**Passage to read**

Inside ESP’s effort to provide shelter and dignity to the unhoused
- LAURA JOSEPH MOGIL
- 2 hours ago
- 4 min read

By LAURA JOSEPH MOGIL
Now that nights are getting colder, the Mount Kisco-based Emergency Shelter Partnership has kicked into high gear to provide shelter and food to the unhoused adult population in northern Westchester. Composed of a network of more than 35 houses of worship, ESP has offered their services for over two decades to the homeless during the winter months.
“This organization is necessary to keep people alive,” said ESP President JoAnne Hochstein, a lifelong resident of Mount Kisco and a congregant of St. Francis of Assisi Parish. ”The unhoused population that we serve makes do during the warmer months, but, once the temperature turns cold, people’s lives are at stake. Do we really want to be a community that isn’t sensitive to that?”
Hochstein said that the need for an emergency shelter program became apparent back in 2004, when a homeless man died of exposure in the woods of northern Westchester. This tragedy prompted a group of individuals to join forces with the Mount Kisco Drug and Alcohol Abuse Prevention Council, the Northern Westchester Interfaith Clergy Association, and the leadership of the Mount Kisco to address the problem.
ESP operates through two separate, but similar branches: Mount Kisco (east location) and Ossining (west location). Participating houses of worship in the east location include Armonk, Bedford, Chappaqua, Katonah and Mount Kisco, host about 20 individuals who are homeless seven days a week on a rotating basis. Congregations take turns hosting the shelter for one to two weeks. The program runs from the last week of October until the end of March.

**Information provided**
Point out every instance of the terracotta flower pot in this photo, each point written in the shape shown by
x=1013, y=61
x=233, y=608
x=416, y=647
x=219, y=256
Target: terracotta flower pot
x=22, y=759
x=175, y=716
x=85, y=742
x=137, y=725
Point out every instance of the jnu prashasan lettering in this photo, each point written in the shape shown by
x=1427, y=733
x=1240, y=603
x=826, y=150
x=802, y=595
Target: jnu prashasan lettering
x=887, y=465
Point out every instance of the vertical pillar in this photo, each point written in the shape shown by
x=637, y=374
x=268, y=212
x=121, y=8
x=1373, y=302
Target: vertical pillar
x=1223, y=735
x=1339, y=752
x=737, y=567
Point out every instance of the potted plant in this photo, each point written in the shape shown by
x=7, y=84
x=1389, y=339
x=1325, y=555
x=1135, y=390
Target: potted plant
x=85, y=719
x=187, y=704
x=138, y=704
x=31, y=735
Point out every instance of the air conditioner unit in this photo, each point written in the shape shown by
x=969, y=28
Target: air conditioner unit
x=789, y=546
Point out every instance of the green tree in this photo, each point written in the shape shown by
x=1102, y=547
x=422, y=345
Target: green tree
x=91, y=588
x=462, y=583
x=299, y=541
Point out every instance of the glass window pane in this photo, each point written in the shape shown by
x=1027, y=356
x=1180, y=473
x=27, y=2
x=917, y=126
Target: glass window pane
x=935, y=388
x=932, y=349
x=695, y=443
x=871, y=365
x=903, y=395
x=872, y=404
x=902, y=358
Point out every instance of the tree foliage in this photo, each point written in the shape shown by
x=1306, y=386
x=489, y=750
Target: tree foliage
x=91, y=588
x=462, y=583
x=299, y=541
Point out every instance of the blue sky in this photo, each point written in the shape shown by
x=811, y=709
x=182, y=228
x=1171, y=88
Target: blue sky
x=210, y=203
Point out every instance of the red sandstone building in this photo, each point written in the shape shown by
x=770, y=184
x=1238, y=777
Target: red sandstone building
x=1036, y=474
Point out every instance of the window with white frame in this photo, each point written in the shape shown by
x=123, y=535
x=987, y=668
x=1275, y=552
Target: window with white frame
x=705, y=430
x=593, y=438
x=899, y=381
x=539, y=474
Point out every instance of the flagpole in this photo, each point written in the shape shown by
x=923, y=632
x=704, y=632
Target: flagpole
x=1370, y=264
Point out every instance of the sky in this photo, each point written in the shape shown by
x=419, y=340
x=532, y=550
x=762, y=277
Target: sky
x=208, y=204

**Work task 1**
Please reproduce the stretch of the shelter article from "ESP operates through" through "end of March.".
**Work task 2**
Answer these questions from the shelter article:
(a) How many houses of worship make up the ESP network?
(b) In what year did a homeless man die of exposure in the woods of northern Westchester?
(c) For how long does each congregation take its turn hosting the shelter?
The entries have nothing to do with what comes next.

**Task output 1**
ESP operates through two separate, but similar branches: Mount Kisco (east location) and Ossining (west location). Participating houses of worship in the east location include Armonk, Bedford, Chappaqua, Katonah and Mount Kisco, host about 20 individuals who are homeless seven days a week on a rotating basis. Congregations take turns hosting the shelter for one to two weeks. The program runs from the last week of October until the end of March.

**Task output 2**
(a) More than 35
(b) 2004
(c) One to two weeks